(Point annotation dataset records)
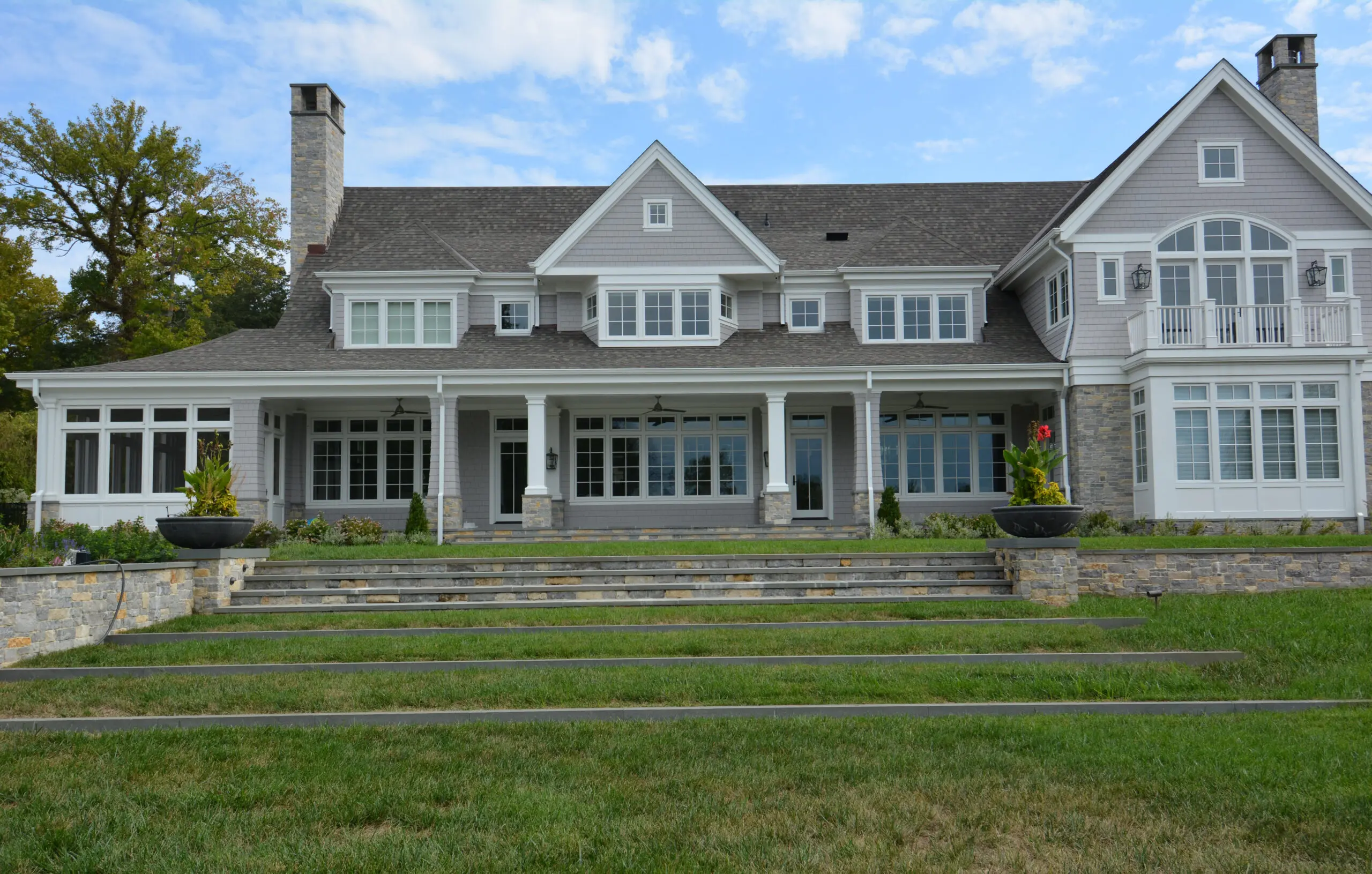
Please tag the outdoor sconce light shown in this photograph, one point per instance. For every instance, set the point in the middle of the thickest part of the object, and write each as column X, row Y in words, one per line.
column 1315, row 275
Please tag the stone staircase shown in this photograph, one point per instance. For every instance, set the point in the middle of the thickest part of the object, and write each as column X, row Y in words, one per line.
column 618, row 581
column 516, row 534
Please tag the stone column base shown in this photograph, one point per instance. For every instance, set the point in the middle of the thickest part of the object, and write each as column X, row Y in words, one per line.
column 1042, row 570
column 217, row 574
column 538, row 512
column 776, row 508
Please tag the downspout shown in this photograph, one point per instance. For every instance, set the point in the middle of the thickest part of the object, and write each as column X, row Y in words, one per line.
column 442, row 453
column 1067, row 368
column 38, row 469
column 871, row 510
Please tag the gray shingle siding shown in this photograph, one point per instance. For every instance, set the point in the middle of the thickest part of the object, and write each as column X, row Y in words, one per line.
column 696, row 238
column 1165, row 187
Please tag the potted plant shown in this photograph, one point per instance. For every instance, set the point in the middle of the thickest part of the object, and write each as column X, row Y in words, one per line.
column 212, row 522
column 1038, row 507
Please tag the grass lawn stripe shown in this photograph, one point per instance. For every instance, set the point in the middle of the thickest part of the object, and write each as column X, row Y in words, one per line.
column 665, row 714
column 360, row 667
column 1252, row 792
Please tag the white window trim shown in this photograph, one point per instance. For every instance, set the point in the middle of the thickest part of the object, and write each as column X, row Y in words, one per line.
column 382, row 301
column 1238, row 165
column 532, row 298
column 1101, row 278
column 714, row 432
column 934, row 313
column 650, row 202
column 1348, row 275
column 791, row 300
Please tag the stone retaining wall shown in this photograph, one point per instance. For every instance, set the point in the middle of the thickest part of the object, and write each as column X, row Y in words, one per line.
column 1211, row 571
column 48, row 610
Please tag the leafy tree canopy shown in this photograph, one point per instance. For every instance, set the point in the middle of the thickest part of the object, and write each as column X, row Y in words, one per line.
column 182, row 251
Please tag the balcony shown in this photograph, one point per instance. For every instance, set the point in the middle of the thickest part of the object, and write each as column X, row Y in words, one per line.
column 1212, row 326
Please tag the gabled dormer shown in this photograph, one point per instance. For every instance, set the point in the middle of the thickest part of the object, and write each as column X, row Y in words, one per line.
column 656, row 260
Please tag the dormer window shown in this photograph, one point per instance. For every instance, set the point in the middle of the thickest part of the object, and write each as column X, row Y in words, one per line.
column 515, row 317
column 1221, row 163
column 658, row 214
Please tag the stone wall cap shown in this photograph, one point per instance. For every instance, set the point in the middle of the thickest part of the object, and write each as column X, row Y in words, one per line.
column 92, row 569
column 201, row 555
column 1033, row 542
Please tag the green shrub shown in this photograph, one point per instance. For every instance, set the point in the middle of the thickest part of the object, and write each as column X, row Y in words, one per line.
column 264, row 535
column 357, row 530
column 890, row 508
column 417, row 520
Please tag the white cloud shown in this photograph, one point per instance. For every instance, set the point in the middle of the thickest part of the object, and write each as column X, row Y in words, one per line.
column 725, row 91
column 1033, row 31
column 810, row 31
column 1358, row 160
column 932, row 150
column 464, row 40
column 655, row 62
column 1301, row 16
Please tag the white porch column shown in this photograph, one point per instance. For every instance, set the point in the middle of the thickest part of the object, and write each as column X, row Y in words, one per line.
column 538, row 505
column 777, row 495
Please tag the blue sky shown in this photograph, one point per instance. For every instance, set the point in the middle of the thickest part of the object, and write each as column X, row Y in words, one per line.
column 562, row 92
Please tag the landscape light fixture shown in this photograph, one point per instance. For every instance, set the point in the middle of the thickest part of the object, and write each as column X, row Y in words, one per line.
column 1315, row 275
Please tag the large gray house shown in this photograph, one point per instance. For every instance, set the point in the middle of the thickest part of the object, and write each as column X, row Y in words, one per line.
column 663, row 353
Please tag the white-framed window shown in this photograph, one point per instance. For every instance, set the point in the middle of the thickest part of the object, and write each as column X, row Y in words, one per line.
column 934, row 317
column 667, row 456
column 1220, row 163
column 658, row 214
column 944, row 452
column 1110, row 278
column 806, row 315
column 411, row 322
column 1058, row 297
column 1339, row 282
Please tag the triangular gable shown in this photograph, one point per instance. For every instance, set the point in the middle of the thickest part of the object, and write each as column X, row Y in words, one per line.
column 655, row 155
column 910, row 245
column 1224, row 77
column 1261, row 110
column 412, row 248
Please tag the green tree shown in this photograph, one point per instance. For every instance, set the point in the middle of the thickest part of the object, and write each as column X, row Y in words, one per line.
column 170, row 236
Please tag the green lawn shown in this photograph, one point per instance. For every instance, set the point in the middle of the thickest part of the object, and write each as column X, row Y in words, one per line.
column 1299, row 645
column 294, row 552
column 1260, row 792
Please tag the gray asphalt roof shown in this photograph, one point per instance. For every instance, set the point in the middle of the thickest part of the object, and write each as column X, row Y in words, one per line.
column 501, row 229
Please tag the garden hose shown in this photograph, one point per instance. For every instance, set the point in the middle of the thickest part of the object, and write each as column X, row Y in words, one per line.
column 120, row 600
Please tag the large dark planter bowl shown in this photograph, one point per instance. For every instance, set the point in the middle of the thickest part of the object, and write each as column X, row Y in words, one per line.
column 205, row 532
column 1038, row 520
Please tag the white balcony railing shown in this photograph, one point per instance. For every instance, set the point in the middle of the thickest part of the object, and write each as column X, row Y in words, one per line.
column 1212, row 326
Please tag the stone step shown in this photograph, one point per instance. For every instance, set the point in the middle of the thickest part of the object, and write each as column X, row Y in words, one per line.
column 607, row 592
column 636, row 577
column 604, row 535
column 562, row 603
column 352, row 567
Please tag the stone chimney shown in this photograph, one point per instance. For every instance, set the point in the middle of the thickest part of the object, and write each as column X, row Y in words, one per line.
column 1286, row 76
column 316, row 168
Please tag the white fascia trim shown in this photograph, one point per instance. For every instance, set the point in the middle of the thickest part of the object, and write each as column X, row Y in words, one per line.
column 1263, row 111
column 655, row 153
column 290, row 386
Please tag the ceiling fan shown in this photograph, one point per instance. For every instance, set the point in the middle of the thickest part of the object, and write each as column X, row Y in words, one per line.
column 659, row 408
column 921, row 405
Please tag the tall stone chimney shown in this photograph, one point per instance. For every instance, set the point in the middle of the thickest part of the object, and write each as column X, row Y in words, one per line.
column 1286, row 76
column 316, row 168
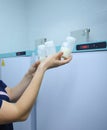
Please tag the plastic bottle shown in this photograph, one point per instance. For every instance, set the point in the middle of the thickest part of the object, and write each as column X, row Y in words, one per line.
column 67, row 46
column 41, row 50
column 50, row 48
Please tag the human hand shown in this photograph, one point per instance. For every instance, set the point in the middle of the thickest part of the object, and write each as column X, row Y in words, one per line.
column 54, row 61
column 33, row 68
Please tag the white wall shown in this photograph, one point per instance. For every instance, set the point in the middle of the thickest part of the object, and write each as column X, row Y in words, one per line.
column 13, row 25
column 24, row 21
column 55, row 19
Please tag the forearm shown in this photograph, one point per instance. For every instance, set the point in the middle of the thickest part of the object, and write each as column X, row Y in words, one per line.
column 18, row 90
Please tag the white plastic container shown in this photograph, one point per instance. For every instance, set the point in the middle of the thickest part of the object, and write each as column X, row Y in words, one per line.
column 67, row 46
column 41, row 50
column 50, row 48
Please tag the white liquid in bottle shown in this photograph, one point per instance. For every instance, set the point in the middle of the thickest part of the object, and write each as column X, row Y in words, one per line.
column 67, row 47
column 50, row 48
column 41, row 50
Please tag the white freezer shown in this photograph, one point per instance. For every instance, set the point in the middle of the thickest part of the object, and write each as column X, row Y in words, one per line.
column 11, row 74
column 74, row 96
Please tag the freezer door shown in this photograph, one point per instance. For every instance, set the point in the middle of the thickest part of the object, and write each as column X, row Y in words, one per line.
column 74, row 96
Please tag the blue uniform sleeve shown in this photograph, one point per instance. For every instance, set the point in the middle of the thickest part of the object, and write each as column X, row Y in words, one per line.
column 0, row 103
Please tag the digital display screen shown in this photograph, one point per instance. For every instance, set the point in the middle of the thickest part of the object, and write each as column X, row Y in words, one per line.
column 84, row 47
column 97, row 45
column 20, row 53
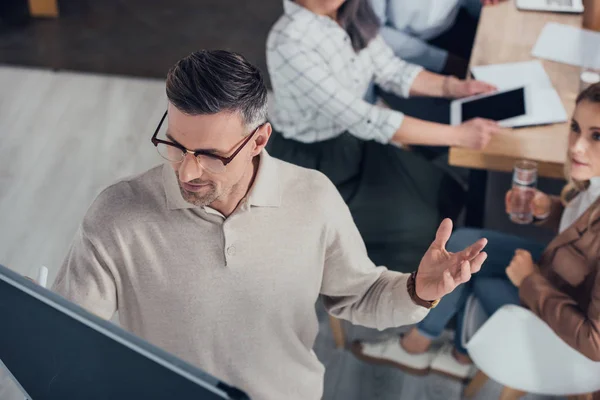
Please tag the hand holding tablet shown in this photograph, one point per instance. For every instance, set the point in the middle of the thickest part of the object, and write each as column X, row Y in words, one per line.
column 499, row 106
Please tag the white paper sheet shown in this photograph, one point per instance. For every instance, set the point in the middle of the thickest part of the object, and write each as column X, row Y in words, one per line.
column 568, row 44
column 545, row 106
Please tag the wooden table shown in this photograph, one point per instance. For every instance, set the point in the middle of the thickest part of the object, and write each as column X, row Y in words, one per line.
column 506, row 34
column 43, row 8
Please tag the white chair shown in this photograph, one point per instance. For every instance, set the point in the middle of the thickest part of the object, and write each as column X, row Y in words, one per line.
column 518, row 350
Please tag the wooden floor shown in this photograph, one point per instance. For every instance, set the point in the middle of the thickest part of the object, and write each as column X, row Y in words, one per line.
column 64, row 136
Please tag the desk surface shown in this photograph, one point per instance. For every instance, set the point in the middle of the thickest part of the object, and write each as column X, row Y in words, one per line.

EXERCISE DIRECTIONS. In the listing above, find the line with "Please tag the hand" and set down that line and all after it exactly, through the final line.

COMPLETE ANSWER.
Please tag the hand holding tablet shown in this photograph, one point per instance. For every instance, set the point in the middle of the thickest part of the object, and write each as column X, row Y in words, one per line.
column 499, row 106
Please tag the white paper sheet shown in this photograph, one point per instance. For every instance, set the point in the middle of the thickest part of the object, and write each as column X, row Y in words, one per line.
column 568, row 44
column 545, row 106
Please tag the wooden table shown in this photograph, one point per instance. For every instance, set the point in the middle of the thickest part of the object, and write each as column X, row Y in words, one per line.
column 506, row 34
column 43, row 8
Please tag the white chair shown in this photograph, one point per instance. For every instance, set the point in the middle of the thickest part of the object, and write each as column X, row Y in words, one per line.
column 518, row 350
Please tag the wooden floor shown in this photograph, one point per instance. For every instance, set the point in the middle of the thickest part of the object, and write each as column X, row Y in words, one per line.
column 64, row 136
Please tag the desk surface shown in this photograph, one point per instance. For every instance, set the point in the middle of the thickest part of the object, and write each as column X, row Y in words, one per line.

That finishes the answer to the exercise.